## Prompt 1
List the other improvements that, according to the text about spinal cord injury research, some participants noticed.
## Prompt 2
In the text about spinal cord injury research, for how long after training did the team follow up with participants?

## Text shown
§ §

In addition, some participants noticed other improvements, including a more normal heart rate and better regulation of body temperature and bladder function.

The team followed up with participants for up to six months after training and found that these improvements remained, despite no more stimulation.

“We think these stimulators bring the nerves that make your muscles contract very close to being active. They don’t actually cause the muscle to move, but they get it ready to move. It’s primed, like the sprinter at the start of a race,” said Moritz, who is also the co-director of the Center for Neurotechnology. “Then when someone with a spinal cord injury wants to move, the few connections that might have been spared around the injury are enough to cause those muscles to contract.”

Chet Moritz (left) and Fatma Inanici (center) observe as a participant (right) measures grip strength (by squeezing the device in his hand). The participant has sensors on his arms (black cases) to measure his arm muscle activity during the task. Note: This photo was taken in 2019. Marcus Donner/Center for Neurotechnology

The research is moving toward helping people in the clinic. The results of this study have already informed the design of an international multi-site clinical trial that will be co-led by Moritz. One of the lead sites will be at the UW.

§ §

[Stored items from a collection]

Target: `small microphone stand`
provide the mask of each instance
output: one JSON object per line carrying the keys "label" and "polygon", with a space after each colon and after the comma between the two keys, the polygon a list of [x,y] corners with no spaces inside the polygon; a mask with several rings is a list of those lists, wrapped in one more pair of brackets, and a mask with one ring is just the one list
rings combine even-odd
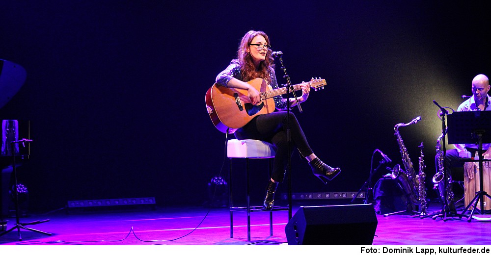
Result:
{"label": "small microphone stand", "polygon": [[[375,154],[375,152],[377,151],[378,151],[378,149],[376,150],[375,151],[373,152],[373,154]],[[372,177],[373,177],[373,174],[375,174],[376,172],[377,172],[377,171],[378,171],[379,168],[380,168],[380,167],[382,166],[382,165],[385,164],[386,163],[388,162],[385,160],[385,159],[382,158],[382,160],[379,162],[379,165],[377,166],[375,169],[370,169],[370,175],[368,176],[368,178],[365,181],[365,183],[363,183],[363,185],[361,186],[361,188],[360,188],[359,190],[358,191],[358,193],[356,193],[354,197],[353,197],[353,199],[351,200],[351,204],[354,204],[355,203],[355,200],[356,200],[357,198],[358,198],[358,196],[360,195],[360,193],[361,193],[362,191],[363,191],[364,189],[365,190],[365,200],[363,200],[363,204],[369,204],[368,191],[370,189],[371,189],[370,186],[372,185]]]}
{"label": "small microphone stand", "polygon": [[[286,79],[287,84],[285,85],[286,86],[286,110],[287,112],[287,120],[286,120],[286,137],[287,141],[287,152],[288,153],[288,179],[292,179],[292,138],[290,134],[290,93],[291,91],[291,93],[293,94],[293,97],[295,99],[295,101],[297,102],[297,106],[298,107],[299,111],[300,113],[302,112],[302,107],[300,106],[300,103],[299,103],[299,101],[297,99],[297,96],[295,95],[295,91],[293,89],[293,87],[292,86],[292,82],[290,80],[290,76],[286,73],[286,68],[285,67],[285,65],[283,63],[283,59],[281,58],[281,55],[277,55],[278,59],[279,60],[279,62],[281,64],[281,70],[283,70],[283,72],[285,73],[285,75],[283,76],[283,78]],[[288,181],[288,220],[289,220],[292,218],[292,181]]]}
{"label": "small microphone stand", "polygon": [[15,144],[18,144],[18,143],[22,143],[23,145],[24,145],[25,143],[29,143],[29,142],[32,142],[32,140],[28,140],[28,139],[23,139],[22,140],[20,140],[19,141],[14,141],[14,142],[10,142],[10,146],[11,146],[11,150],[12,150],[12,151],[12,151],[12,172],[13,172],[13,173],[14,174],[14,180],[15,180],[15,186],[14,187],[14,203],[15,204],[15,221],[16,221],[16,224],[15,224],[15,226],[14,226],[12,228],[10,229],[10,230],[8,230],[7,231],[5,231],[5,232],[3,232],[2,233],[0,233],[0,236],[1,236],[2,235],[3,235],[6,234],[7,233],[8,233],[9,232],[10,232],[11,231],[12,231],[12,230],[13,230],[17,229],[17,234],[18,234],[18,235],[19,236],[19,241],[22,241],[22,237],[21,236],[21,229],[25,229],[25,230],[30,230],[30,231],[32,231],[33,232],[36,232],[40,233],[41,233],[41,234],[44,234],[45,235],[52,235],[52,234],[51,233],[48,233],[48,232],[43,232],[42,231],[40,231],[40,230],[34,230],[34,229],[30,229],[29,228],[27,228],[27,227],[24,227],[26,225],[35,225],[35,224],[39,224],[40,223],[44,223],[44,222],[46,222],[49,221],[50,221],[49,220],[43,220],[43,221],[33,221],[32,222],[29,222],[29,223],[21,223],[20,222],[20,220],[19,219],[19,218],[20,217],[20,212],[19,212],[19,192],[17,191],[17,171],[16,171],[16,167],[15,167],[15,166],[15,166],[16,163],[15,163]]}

§ §

## Task output 1
- A more normal heart rate
- Better regulation of body temperature
- Better regulation of bladder function

## Task output 2
Up to six months.